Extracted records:
***

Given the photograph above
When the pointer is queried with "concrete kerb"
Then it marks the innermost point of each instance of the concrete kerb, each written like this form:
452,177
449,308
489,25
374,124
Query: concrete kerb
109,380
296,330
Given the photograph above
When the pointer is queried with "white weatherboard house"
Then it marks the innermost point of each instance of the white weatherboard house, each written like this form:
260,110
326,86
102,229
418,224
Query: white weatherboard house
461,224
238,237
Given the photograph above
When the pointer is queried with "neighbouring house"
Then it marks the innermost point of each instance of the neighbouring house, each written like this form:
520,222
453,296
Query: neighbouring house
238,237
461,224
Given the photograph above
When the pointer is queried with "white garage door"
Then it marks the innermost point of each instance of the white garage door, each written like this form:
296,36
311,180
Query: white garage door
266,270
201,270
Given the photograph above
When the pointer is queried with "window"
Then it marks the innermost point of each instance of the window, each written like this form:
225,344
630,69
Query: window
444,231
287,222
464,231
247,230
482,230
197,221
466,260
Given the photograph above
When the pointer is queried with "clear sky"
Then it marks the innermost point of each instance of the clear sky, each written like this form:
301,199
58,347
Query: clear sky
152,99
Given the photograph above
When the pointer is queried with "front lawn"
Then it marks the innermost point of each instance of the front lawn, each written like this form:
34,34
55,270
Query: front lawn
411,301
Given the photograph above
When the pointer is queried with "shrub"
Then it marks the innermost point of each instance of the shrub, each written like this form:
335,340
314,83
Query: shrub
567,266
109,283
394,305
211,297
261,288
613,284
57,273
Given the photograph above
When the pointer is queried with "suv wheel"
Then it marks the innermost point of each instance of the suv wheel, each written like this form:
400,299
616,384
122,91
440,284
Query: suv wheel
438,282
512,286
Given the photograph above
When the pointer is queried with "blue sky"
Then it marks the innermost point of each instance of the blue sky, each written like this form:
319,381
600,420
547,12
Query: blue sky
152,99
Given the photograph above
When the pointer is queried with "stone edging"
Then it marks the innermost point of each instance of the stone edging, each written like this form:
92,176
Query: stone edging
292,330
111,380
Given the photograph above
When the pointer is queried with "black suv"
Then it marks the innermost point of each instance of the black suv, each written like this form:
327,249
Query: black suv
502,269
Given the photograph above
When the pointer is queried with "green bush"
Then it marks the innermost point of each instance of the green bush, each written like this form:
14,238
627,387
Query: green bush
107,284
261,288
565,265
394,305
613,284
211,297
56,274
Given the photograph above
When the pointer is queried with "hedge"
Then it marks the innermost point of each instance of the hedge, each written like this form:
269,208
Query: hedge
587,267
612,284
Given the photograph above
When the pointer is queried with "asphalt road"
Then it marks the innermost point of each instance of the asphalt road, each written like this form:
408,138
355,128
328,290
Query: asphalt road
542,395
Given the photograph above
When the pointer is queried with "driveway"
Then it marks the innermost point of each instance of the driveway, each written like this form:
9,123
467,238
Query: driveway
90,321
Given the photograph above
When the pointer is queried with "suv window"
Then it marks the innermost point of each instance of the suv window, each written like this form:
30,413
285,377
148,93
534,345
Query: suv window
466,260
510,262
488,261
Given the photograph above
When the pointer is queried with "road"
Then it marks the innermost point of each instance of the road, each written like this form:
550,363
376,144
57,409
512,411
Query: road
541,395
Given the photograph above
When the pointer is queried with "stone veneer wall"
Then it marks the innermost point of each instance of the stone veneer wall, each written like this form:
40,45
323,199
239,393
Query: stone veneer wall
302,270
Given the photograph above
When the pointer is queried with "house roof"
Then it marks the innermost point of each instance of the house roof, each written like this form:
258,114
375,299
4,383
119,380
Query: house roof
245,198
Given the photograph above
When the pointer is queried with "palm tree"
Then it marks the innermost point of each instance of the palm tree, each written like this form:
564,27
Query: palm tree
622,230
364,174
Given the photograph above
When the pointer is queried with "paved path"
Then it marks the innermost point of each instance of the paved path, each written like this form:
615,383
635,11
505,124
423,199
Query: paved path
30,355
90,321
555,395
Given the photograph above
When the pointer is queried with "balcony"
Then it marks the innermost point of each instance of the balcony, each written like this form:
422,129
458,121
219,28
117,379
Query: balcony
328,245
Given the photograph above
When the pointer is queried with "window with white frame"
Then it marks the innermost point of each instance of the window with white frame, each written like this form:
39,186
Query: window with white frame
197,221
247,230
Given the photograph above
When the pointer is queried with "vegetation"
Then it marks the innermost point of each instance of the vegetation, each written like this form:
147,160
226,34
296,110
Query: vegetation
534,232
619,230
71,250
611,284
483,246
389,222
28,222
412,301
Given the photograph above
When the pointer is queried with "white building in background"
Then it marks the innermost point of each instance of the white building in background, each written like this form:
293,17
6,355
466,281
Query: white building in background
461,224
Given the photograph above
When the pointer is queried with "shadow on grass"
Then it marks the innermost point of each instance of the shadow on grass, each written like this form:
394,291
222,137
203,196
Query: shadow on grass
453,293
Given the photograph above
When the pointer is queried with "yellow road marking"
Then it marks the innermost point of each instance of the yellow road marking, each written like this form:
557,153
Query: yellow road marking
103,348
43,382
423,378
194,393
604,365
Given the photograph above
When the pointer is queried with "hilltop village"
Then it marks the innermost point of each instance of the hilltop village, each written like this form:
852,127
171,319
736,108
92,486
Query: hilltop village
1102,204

***

REQUIRED TASK: Output each record exactly, leaving nothing out.

COMPLETE OUTPUT:
Given the photograph above
When the pointer is queried with "concrete kerb"
Then it marks the innermost point of each instance of the concrete kerb, each written like this form:
452,177
449,308
489,25
374,124
Query: concrete kerb
109,380
296,330
Given the photograph above
When the pointer is queried with "white weatherboard house"
Then it marks the innermost point of each instance of the white weatherboard house, each written like this form:
260,110
326,86
102,229
418,224
Query: white weatherboard house
461,224
238,237
Given the photograph above
When the pointer is queried with "neighbouring house"
Then it marks the innermost point of each instance of the neighbouring house, each written like this form:
520,222
453,296
Query: neighbouring house
238,237
461,224
Given the photograph above
When the pointer is queried with "white garage door"
Then it marks the innermost point of each instance of the white garage door, each written like this form:
296,36
311,180
Query: white garage door
266,270
201,270
Given the photograph above
When the pointer is queried with "window"
Then it marks the innermost point of each instance of the window, each written like this form:
225,344
630,69
Query: window
444,231
287,222
464,231
247,230
482,230
197,221
466,260
Given the photograph above
When the pointer is queried with "clear sky"
Then it marks the innermost point of each instance of the clear sky, each written like this form:
301,199
58,347
Query: clear sky
152,99
Given the photograph above
When the pointer is queried with "front lawn"
Then it marks the innermost point of each instance of the front lawn, each written like this form:
34,34
55,270
Query: front lawn
411,301
Given the photograph above
When the pointer is queried with "shrub"
Then it marks the innermost point of each instance of the shrub, each written like this form:
335,340
314,83
Query: shrub
567,266
109,283
394,305
211,297
261,288
613,284
57,273
Given the photograph above
When the pointer is queried with "suv wheel"
Then it marks the innermost point of each instance of the suv wheel, each written like this form:
400,299
616,384
122,91
440,284
Query: suv wheel
438,282
512,286
Given the photograph above
When the pointer is queried with "blue sky"
Then it marks the innermost point of each instance of the blue sky, each written like this form:
319,381
600,420
547,12
Query: blue sky
152,99
Given the photograph above
When the pointer is queried with "stone edging"
Then it marks the innermost point of each instance of the stone edging, each written like this form:
92,176
Query: stone edging
292,330
111,380
Given the photograph above
When the pointer is queried with "black suv"
Then it marks the innermost point of each instance of the black suv, each written like this form:
327,249
Query: black suv
502,269
Given the photograph above
When the pointer is queried with "green bush"
Then it marks the innermost point of each instance of the green bush, each written like this form:
14,238
627,387
Query: green bush
107,284
261,288
565,265
394,305
613,284
211,297
56,274
Given the photograph above
When the pointer is queried with "hedge"
Then it marks the innermost point of each instance of the hedge, each written like this form:
269,208
Query: hedge
587,267
612,284
Given the photograph above
When the pointer is queried with "asphalt road"
Then it marks the innermost point of each instance of the asphalt road, each written like this form:
408,138
355,128
328,290
Query: asphalt road
542,395
Given the photograph above
When the pointer is queried with "driveway"
Then it marks the innermost point of each instance of the driveway, each written like this form:
9,123
467,238
Query: driveway
90,321
Given the photograph above
When the pointer is queried with "suv window"
Then it marks the innermost point of each instance of the suv window, each written like this form:
30,413
285,377
148,93
534,345
Query: suv window
466,260
510,262
488,261
Given the photograph above
When the pointer is queried with "road"
Then it marks the innermost point of each instance of the road, each written like this form:
550,363
376,144
57,409
512,411
Query: road
541,395
Given the photograph above
When the pointer is queried with "stone veneer wall"
Then it marks the innermost point of each instance of the stone veneer wall, each written like this form:
40,45
323,199
239,393
Query: stone veneer wall
302,270
Given the photograph above
When the pointer is queried with "house roof"
Then it marks the innermost point of each instance of the house roof, each written like this form:
258,114
375,299
4,383
119,380
Query: house roof
245,198
Given the photograph above
When the pointer is queried with "palm tree"
Then it marks the innermost point of each instance of the palm tree, each written like this form:
564,27
Query: palm tree
622,230
364,174
Given the photograph above
When the pointer is queried with "paved path"
Then it marks the innermost point of each instance of the paved path, each written like this form:
615,383
635,11
505,124
423,199
Query: paved path
30,355
90,321
555,395
Given the photograph above
When the pointer is queried with "balcony"
Then it marks the innermost point of each instance of the balcony, each written like this form:
422,129
458,121
219,28
117,379
Query: balcony
328,245
Given the photograph above
When the pointer is queried with "window with white frame"
Then it marks the innermost point of each instance of the window with white frame, each written like this form:
39,186
Query: window with white frame
197,221
247,230
Given the photograph above
When the pointer is queried with "vegetation"
Then it marks the innermost point of each instance of the vegetation, each written like this form:
147,160
226,34
296,110
Query: vegetation
534,232
619,230
71,250
611,284
483,246
389,222
28,222
412,301
Given the photograph above
When the pointer is queried with "white building in background"
Then it marks the innermost point of each instance of the white building in background, each written like this form:
293,17
6,355
466,281
Query: white building in background
461,224
Given the photograph above
When the pointer is queried with "shadow on grass"
Then it marks the innermost point of each instance of the shadow on grass, each written like this form:
394,291
222,137
203,196
Query: shadow on grass
453,293
Given the photograph above
When the pointer is queried with "yellow road marking"
Then it marks the innermost point of each instance of the yellow road marking, each written like this form:
557,153
Query: yellow road marking
103,348
43,382
423,378
194,393
604,365
Given the photograph above
When the pointer is queried with "hilltop village"
Then it marks the innermost point of each instance of the hilltop village, each written like this form:
852,127
171,319
736,108
92,486
Query: hilltop village
1102,204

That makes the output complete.